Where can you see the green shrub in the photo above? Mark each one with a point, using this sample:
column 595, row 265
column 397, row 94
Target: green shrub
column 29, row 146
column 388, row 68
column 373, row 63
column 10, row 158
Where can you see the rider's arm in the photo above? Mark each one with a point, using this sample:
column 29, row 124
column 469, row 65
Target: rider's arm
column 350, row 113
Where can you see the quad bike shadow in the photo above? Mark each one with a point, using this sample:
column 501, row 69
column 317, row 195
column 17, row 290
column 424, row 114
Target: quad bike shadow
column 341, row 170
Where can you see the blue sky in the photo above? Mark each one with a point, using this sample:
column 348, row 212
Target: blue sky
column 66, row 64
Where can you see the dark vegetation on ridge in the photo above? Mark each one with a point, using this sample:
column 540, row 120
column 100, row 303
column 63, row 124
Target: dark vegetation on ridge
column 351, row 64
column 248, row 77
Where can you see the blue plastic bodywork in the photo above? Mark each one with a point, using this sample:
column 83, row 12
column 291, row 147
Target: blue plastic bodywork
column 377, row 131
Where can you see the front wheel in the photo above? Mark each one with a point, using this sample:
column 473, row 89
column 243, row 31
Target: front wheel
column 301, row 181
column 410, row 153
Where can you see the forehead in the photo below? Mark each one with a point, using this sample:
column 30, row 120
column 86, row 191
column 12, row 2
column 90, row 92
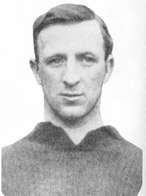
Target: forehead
column 81, row 36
************
PROBLEM
Copy the data again, starting at the line that has "Where can you see the dark" and ending after the line that has "column 377, row 131". Swap "ridge" for "hilltop" and change nothing else.

RESULT OF THIS TASK
Where can you see the dark vegetation on hilltop in the photo above? Mark each one with a point, using this sample:
column 540, row 120
column 100, row 303
column 63, row 124
Target: dark vegetation on hilltop
column 351, row 64
column 248, row 77
Where can you see the blue plastic bodywork in the photo above? Mark each one with a point, using this sample:
column 83, row 12
column 291, row 147
Target: blue plastic bodywork
column 377, row 131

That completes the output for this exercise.